BEGIN Supplied data

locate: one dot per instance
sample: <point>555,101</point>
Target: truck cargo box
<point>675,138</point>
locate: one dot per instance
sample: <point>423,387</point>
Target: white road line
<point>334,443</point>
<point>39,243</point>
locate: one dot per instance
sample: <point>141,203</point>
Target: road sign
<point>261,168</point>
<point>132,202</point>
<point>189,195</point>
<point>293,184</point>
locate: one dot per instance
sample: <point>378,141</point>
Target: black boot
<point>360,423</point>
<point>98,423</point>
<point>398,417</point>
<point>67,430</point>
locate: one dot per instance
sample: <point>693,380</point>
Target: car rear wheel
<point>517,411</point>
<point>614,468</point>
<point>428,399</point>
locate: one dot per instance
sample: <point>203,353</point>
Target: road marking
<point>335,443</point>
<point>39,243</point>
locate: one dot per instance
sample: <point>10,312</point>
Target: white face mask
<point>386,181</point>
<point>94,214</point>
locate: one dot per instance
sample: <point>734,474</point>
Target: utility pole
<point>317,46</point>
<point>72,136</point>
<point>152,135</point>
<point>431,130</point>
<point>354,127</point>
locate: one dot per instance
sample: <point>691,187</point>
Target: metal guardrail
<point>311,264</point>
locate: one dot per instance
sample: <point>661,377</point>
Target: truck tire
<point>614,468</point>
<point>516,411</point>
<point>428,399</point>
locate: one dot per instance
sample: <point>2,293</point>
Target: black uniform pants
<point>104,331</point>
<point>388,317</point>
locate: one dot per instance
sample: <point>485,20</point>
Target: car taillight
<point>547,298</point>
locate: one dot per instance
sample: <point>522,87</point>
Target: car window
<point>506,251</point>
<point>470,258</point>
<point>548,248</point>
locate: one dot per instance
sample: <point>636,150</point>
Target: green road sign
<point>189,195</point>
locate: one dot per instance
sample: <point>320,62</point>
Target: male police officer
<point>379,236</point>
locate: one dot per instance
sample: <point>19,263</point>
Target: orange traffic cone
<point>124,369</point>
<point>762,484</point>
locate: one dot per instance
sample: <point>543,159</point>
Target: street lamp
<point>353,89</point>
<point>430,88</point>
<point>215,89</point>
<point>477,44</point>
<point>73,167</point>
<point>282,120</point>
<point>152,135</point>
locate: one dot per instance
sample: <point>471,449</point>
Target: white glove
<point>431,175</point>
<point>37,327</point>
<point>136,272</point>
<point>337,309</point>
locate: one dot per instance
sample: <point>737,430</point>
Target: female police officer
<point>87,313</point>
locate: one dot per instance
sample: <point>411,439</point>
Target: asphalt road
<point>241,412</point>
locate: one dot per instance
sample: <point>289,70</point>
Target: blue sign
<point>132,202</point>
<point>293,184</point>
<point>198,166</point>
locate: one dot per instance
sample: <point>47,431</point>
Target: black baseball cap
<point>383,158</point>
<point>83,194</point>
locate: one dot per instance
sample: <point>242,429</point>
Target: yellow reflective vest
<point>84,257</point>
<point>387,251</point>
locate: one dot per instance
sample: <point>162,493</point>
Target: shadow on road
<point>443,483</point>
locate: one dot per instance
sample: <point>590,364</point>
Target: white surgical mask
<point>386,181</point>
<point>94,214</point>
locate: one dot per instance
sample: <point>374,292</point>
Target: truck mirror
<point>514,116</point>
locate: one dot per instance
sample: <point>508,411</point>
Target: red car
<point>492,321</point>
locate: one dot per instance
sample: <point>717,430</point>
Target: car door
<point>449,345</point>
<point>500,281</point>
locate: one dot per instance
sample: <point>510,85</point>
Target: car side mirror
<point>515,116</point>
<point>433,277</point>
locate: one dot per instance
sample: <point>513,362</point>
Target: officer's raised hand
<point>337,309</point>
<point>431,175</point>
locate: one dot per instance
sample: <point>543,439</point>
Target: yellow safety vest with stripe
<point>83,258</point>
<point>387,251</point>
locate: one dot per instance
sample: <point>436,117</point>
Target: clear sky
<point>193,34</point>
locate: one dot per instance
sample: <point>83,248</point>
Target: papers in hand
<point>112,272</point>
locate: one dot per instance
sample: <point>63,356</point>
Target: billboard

END Supplied data

- **The problem**:
Write out, from the lines above, only those from the line with "sample: <point>543,159</point>" to the line with "sample: <point>543,439</point>", exactly as given, including the first and the last.

- **Your response**:
sample: <point>543,159</point>
Target: street lamp
<point>353,89</point>
<point>430,88</point>
<point>215,89</point>
<point>477,44</point>
<point>73,167</point>
<point>282,120</point>
<point>152,135</point>
locate: one dot per instance
sample: <point>471,449</point>
Target: white glove
<point>431,175</point>
<point>37,327</point>
<point>136,272</point>
<point>337,309</point>
locate: one dot per instance
sample: <point>737,430</point>
Target: female police officer
<point>87,313</point>
locate: one dot per instance
sample: <point>411,439</point>
Target: asphalt road
<point>241,412</point>
locate: one dot per instance
sample: <point>289,70</point>
Target: blue sign
<point>132,202</point>
<point>293,184</point>
<point>198,166</point>
locate: one dot per instance
sample: <point>47,431</point>
Target: black baseball cap
<point>383,158</point>
<point>83,194</point>
locate: one dot per instance
sample: <point>242,429</point>
Target: yellow reflective vest
<point>84,257</point>
<point>387,251</point>
locate: one dot per instance
sample: <point>162,493</point>
Target: shadow on road
<point>443,483</point>
locate: one dot per instance
sample: <point>590,364</point>
Target: white surgical mask
<point>386,181</point>
<point>94,214</point>
locate: one dot per instance
sample: <point>374,292</point>
Target: truck mirror
<point>514,116</point>
locate: one dot per instance
sample: <point>508,411</point>
Target: red car
<point>492,321</point>
locate: one dot per instance
sample: <point>717,430</point>
Target: car door
<point>449,345</point>
<point>500,281</point>
locate: one dot per instance
sample: <point>510,85</point>
Target: car side mirror
<point>515,116</point>
<point>433,277</point>
locate: one dot per instance
sample: <point>513,362</point>
Target: officer's raised hand
<point>337,309</point>
<point>431,175</point>
locate: one dot per instance
sample: <point>543,439</point>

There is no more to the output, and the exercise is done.